═════ Supplied material
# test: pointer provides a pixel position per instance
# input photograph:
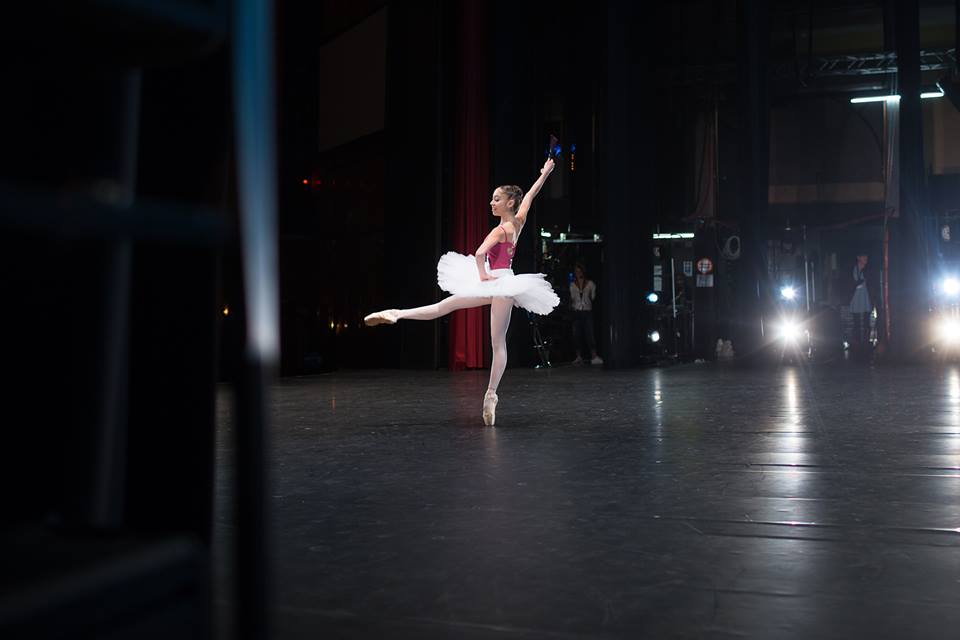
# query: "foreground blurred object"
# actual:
(115, 183)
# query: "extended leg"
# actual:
(442, 308)
(429, 312)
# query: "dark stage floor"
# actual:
(691, 502)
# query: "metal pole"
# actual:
(673, 294)
(254, 122)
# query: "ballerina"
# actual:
(486, 278)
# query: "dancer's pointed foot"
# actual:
(390, 316)
(490, 407)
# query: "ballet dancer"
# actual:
(486, 278)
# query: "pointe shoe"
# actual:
(490, 408)
(381, 317)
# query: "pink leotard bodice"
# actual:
(500, 255)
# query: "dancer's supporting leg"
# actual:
(500, 309)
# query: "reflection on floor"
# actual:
(697, 501)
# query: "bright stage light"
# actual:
(788, 330)
(948, 330)
(950, 286)
(896, 98)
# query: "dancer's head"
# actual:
(506, 199)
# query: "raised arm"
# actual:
(534, 190)
(495, 236)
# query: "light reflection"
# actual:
(658, 403)
(953, 402)
(794, 438)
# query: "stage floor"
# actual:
(697, 501)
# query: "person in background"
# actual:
(582, 294)
(862, 303)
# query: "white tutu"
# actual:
(457, 274)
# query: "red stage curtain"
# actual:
(470, 328)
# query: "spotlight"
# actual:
(789, 330)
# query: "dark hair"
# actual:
(513, 192)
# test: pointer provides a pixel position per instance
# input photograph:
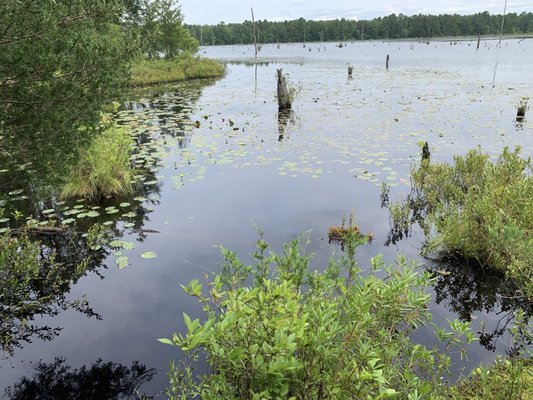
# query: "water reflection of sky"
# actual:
(224, 167)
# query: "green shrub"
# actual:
(104, 167)
(275, 330)
(479, 210)
(152, 72)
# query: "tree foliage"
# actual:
(159, 25)
(60, 62)
(390, 27)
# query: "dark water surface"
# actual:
(221, 159)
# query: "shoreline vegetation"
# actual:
(185, 67)
(474, 209)
(279, 330)
(414, 27)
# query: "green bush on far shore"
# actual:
(152, 72)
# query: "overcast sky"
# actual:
(214, 11)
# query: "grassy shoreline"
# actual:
(155, 72)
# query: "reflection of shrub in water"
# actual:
(102, 380)
(479, 210)
(278, 329)
(468, 290)
(35, 279)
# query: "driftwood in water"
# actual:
(284, 98)
(253, 30)
(425, 152)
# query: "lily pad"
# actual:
(122, 262)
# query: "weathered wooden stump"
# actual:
(425, 152)
(284, 98)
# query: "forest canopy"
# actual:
(389, 27)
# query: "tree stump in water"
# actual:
(284, 98)
(425, 152)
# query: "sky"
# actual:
(215, 11)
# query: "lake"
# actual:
(222, 161)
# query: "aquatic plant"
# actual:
(104, 167)
(277, 330)
(345, 233)
(522, 108)
(478, 209)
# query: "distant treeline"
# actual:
(390, 27)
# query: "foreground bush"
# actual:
(152, 72)
(479, 209)
(104, 167)
(275, 330)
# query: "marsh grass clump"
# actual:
(279, 330)
(152, 72)
(522, 108)
(477, 209)
(103, 168)
(343, 233)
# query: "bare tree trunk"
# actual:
(284, 98)
(253, 30)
══════════
Pictures aside, restate the entries word for word.

*Final answer*.
# test: pointer provides a pixel position per instance
# input photograph:
# query: "foreground blurred object"
# actual:
(115, 183)
# query: "extended leg"
# actual:
(442, 308)
(429, 312)
# query: "dark stage floor"
# actual:
(691, 502)
# query: "metal pole"
# actual:
(673, 294)
(254, 122)
# query: "ballerina"
# actual:
(486, 278)
# query: "dancer's pointed foot"
# actual:
(390, 316)
(490, 407)
# query: "ballet dancer"
# actual:
(486, 278)
# query: "pointe shoe"
# actual:
(490, 408)
(381, 317)
# query: "pink leotard bodice"
# actual:
(500, 255)
# query: "dancer's supporting leg"
# actual:
(500, 309)
# query: "reflection on floor"
# actual:
(697, 501)
# query: "bright stage light"
# actual:
(788, 330)
(948, 330)
(950, 286)
(896, 98)
# query: "dancer's head"
# actual:
(506, 199)
# query: "raised arm"
# actual:
(534, 190)
(495, 236)
# query: "light reflection"
# actual:
(658, 403)
(953, 402)
(794, 438)
# query: "stage floor"
# actual:
(697, 501)
# query: "person in background"
# actual:
(582, 294)
(862, 303)
# query: "white tutu"
# actual:
(457, 274)
# query: "red stage curtain"
# actual:
(470, 328)
# query: "spotlight"
# actual:
(789, 330)
# query: "dark hair"
# actual:
(513, 192)
# test: pointer provides a pixel position per instance
# input photograph:
# query: "water reflection of sky"
# actual:
(224, 167)
# query: "green shrub"
# actual:
(104, 167)
(275, 330)
(479, 210)
(152, 72)
# query: "tree foliage"
# actual:
(159, 25)
(60, 62)
(390, 27)
# query: "dark water surface"
# actual:
(221, 159)
# query: "shoreline vegetation"
# actual:
(185, 67)
(474, 209)
(279, 330)
(414, 27)
# query: "green bush on far shore"
# actual:
(152, 72)
# query: "overcast sky"
# actual:
(214, 11)
# query: "grassy shoreline"
# actual:
(155, 72)
# query: "reflection of shrub in water"
# actual:
(102, 380)
(479, 210)
(278, 329)
(468, 290)
(35, 279)
# query: "driftwood in water"
# actual:
(284, 98)
(253, 30)
(425, 152)
# query: "lily pad"
# actual:
(122, 262)
# query: "weathered wooden stump"
# actual:
(425, 152)
(284, 98)
# query: "forest canopy"
# actual:
(389, 27)
# query: "tree stump in water"
# actual:
(284, 98)
(425, 152)
# query: "sky"
# actual:
(215, 11)
# query: "lake"
# actual:
(222, 161)
# query: "aquatic plant"
# actual:
(104, 167)
(277, 330)
(345, 233)
(522, 108)
(478, 209)
# query: "distant treeline"
# actual:
(390, 27)
# query: "foreground bush"
# actual:
(152, 72)
(479, 209)
(104, 167)
(275, 330)
# query: "marsh grass clump"
# actual:
(279, 330)
(152, 72)
(522, 108)
(477, 209)
(103, 168)
(343, 233)
# query: "bare tree trunk"
# actual:
(284, 98)
(253, 30)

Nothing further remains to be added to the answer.